* [Exercise task a]:
Count the lines in the rows below that contain the string "olive", treating uppercase and lowercase as different. Reply with the number only.

**** Text extract ****

Quote - Jan 31, 2020

"... JavaScript is murdering the Web ..."

Uh oh. This post became a long rant.

Hacker News comment from Jan 14, 2020 with my emphasis added. I did not create this comment.

People who choose to turn off JS are excluding themselves. JS is part of the web platform, and there are tons of amazing things it allows you to do.

People who choose to turn off JavaScript are protecting themselves, because JavaScript enables all sorts of attacks on one's security and privacy.

Disabling JavaScript also blocks possibly nefarious ad tracking tech, which would still fall under the security and privacy issues. Media orgs create reader-hostile websites.

More from the comment:

JavaScript is not part of the web platform. The Web is a web (hence the name) of interlinked documents: the core requirements for a web of interlinked documents are a protocol (we have HTTP) and a document format (HTML); a style format (CSS) is nice too, albeit not strictly necessary (one can read unstyled documents in links, lynx, elinks, eww, w3m or whatever else just fine).

Or use a browser plug-in, such as uMatrix that is blocking nearly everything. The result is an unstyled page that loads fast and is still readable. Firefox provides an option to view a webpage without styling. The web of documents should be readable without JavaScript and CSS.

Back to the comment:

There is absolutely no requirement for executing arbitrary, potentially malicious, unverified code from untrusted authors distributed globally. Are there great examples of cool JavaScript applications? Yes, certainly.

Fastmail is an example of a well-done, client-side JavaScript web app that I use regularly. I log into the web app and perform actions that are NOT available to the open web.

Similar private actions occur when accessing websites for banking, health care, tax prep, etc. These are applications that are accessed over the web, maybe unfortunately, but the interactions are private, hopefully. These web apps are not a part of the web of documents.

Could these so-called modern web apps and services be built without client-side JavaScript? Of course. Similar sites and services probably existed 20-plus years ago, and those "web apps" used little to no JavaScript. Craigslist works without much client-side JavaScript. If users demanded app-like experiences everywhere, then nobody would be using Craigslist in 2020.

I'm updating this web page by using my own web-based, client-side JavaScript editor called Tanager that I created a few years ago. I enjoy using it when I spend a long time updating a post. More about Tanager can be read here:

http://sawv.org/2017/01/13/tanager-readme.html

Tanager is a small, useful (at least to me), JavaScript-based tool. Client-side JavaScript has its advantages, and it can enhance a user's experience when necessary.

**** Input ****

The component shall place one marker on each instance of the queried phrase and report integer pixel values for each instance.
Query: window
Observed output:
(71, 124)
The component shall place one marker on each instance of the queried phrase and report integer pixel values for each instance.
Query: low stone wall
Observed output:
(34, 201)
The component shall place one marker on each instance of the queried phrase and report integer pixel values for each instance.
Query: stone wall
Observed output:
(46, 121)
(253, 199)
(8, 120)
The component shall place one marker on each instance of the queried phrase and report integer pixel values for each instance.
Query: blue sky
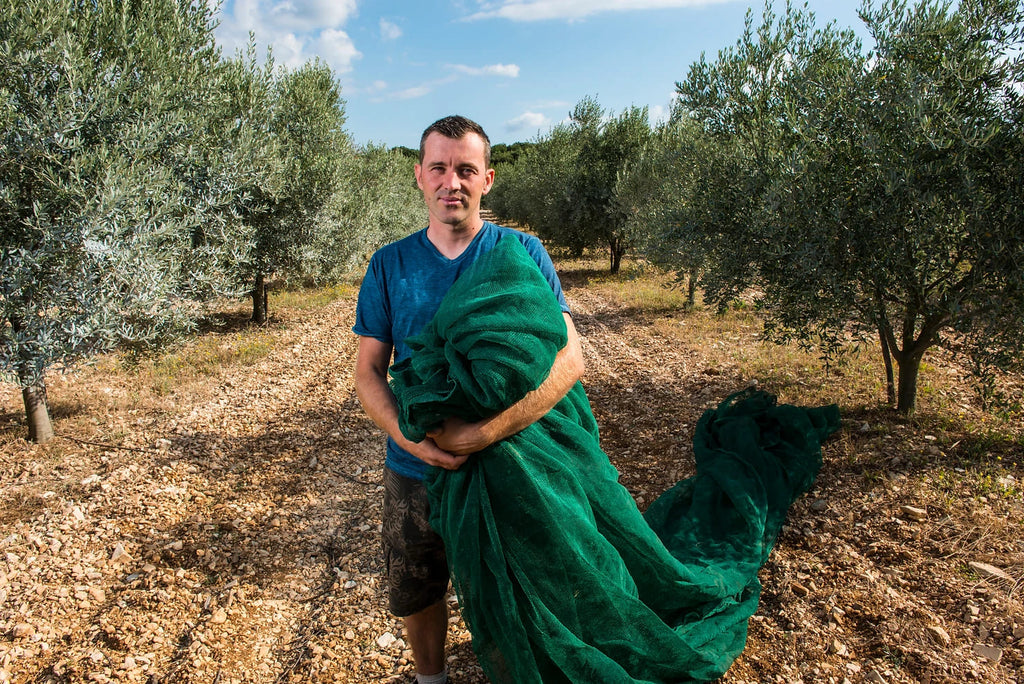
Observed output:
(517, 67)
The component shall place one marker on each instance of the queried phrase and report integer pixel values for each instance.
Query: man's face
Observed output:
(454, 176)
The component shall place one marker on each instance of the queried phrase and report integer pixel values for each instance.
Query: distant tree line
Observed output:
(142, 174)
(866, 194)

****
**** Input ****

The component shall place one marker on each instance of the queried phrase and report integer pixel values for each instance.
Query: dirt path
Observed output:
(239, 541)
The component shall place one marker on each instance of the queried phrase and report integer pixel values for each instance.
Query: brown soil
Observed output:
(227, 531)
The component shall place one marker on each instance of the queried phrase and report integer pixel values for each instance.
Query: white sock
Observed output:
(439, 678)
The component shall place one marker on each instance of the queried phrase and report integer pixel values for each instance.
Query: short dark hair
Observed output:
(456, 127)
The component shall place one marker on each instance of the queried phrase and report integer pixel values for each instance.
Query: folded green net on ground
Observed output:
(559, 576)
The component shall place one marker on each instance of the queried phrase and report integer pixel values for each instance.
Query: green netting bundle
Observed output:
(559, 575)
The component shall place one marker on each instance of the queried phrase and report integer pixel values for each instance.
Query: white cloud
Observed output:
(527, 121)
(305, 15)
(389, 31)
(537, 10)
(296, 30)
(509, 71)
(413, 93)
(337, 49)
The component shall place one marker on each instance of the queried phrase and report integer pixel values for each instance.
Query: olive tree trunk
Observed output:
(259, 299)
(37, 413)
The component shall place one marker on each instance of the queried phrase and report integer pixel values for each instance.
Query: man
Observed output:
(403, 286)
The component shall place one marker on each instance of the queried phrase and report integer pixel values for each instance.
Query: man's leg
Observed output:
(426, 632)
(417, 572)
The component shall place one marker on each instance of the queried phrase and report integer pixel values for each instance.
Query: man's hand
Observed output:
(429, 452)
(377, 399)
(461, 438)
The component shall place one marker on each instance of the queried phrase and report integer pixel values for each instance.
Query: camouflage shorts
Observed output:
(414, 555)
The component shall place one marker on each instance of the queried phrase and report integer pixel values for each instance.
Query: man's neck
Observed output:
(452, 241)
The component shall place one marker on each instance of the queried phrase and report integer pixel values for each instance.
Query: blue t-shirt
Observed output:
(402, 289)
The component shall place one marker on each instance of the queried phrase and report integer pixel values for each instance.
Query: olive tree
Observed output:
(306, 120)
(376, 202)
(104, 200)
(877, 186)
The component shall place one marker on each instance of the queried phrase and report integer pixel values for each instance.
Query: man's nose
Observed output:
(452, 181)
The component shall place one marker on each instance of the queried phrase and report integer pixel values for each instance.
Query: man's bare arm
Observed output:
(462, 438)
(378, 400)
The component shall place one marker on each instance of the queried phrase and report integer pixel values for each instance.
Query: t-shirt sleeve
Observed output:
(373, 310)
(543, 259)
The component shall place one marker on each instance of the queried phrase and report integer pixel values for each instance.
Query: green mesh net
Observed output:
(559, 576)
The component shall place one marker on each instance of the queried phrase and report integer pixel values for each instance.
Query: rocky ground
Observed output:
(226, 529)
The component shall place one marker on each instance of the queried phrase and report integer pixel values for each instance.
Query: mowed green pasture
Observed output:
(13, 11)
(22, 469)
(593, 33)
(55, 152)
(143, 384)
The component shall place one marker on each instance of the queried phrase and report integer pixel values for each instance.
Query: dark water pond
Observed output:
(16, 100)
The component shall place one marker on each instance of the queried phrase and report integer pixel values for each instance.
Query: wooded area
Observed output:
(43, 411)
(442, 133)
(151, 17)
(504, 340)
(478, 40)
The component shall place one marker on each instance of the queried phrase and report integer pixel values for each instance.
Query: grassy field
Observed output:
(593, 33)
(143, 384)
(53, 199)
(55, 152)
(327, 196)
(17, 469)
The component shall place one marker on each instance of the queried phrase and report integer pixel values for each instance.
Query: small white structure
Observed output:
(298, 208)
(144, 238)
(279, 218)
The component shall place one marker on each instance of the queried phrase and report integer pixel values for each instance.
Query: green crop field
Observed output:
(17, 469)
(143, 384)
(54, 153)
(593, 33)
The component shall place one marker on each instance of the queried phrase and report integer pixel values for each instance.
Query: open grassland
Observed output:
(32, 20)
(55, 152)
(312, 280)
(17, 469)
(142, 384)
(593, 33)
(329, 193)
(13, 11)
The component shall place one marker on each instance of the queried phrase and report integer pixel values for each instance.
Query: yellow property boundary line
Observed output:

****

* [Exercise task b]:
Carry on the post about JavaScript and the web from its last sentence.

* [Exercise answer a]:
2

* [Exercise answer b]:
I started personal publishing on the web in 2001, and since then I have used HTML's simple textarea box to perform a ton of creates and updates to web posts. I still rely on the textarea box often for quick creates and updates.

But I added an auto-update feature to Tanager. I make Tanager access my CMS's API endpoint. Tanager sends and receives JSON. The default auto-update time is every five minutes, but I can also modify that timing within Tanager.

Anyway, back to the HN comment:

Is JavaScript a core requirement to support a web of interlinked documents — i.e., the Web? No, not at all.

Now the main quote:

To the contrary, JavaScript is murdering the Web, and this page's misuse is a prime example. JavaScript delenda est!

The problem is not JavaScript. The problem is the unnecessary usage of client-side JavaScript that is murdering the open web of documents.

Our atrociously designed local newspaper website https://toledoblade.com is murdering the web.

http://sawv.org/2019/04/17/the-medias-war-on-the-open-web.html

I still believe that https://text.npr.org is the best designed media website.

The Blade should provide logged-in subscribers with a slightly enhanced version of text.npr.org's design. To hide its content behind a hard paywall, the Blade's server-side software would have to ensure that the reader is logged-in (a paying customer), which requires the usage of cookies.

Then the Blade's server-side system either accesses the file system outside of document root to retrieve the HTML file (article) to send to the logged-in reader, or the Blade's server-side software dynamically creates the article page on the fly, probably by pulling info from a database, and sending it to the reader's web browser.

In my opinion, both methods of sending content to readers qualifies as a web of documents because in simple terms, I'm reading articles.

But when it comes to supporting journalism, I have to login because the content is available to paying customers only. These documents (articles) that appear in my web browser should contain NO JavaScript, NO ads, and minimal CSS because I'm a paying customer.

I love this October 2019 article.

http://blog.danieljanus.pl/2019/10/07/web-of-documents

Here's the January 2020 HN thread that pointed to that post.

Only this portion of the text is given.